Task: Instruction for the data below: set down exactly the lines from the line with "like [(23, 21)]." to the line with "like [(18, 41)].", inclusive, and no others.

━━ Materials provided

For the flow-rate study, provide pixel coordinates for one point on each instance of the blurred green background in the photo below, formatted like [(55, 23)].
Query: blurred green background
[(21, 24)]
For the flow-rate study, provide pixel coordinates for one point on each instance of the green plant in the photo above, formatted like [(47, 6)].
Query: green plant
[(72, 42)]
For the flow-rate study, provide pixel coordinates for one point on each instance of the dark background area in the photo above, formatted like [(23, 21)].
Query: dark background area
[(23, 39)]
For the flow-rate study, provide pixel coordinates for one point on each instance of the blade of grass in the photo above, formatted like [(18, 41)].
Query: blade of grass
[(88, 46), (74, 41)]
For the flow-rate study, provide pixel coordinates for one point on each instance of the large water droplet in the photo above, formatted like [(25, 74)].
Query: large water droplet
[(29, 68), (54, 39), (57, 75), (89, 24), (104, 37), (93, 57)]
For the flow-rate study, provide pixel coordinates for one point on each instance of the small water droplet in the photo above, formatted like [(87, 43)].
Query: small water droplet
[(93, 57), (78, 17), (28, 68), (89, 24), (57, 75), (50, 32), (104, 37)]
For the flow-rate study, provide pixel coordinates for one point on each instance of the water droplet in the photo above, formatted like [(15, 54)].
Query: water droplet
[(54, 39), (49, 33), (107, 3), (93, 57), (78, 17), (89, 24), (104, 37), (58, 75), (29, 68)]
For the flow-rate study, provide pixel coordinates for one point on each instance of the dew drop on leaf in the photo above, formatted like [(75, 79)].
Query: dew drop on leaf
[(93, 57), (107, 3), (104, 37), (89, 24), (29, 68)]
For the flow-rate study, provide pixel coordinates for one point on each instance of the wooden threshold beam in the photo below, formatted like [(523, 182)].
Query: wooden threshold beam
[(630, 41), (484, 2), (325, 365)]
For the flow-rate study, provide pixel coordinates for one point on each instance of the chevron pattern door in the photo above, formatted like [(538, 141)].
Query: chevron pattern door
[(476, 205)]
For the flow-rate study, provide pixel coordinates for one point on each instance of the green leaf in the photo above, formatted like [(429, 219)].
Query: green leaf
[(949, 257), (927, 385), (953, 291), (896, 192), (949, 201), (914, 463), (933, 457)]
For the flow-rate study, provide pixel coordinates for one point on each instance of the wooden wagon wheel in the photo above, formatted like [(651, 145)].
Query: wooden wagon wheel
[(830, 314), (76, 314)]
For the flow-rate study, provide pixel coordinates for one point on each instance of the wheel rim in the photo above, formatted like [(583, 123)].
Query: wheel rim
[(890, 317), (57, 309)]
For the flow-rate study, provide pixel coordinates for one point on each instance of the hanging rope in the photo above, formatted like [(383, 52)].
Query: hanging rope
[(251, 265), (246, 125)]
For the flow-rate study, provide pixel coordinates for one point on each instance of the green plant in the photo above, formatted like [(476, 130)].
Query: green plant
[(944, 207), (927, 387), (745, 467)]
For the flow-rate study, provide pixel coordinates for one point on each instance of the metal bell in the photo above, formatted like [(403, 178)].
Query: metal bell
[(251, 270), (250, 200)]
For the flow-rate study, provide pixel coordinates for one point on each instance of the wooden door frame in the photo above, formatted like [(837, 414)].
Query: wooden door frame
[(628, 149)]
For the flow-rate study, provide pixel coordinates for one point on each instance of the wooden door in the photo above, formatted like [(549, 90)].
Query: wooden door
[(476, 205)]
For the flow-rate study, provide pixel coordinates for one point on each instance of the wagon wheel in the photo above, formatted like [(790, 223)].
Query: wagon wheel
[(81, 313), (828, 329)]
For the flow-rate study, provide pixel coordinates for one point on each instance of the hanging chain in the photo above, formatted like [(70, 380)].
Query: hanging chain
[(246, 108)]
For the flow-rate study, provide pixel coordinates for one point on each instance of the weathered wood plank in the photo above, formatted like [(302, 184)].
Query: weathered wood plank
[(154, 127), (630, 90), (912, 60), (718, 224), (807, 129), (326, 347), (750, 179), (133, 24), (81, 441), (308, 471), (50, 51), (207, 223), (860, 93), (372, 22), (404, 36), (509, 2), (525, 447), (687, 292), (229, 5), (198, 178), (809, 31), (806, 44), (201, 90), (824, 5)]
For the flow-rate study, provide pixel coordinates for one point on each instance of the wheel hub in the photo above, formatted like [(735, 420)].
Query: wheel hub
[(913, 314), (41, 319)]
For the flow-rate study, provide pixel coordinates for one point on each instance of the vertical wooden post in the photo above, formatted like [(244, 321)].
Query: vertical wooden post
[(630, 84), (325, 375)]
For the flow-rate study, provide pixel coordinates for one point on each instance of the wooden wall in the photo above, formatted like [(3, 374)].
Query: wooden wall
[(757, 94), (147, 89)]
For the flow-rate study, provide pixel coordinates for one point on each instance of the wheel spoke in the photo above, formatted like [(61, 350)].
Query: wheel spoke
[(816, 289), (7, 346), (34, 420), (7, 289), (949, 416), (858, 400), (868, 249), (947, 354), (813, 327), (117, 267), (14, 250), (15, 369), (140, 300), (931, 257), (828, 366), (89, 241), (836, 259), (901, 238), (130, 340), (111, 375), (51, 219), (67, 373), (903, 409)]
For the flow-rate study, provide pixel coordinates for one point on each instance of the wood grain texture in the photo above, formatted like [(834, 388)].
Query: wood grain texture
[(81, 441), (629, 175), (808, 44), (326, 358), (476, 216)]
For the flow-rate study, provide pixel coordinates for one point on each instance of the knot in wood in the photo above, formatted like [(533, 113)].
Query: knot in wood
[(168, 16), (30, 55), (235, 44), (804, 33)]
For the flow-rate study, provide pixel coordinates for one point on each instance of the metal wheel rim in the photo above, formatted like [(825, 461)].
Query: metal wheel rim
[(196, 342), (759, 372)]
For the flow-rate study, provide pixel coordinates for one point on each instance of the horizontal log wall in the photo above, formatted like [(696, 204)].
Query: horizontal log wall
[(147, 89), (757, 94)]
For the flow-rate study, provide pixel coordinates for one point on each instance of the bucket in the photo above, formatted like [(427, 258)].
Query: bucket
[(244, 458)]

━━━━

Exercise output:
For the flow-rate study, provide pixel coordinates for one point on each instance of the dark background area in the photo above, formatted like [(23, 21)].
Query: dark background area
[(23, 39)]
For the flow-rate study, provide pixel coordinates for one point on each instance of the blade of grass in the photo above, formatted like [(18, 41)].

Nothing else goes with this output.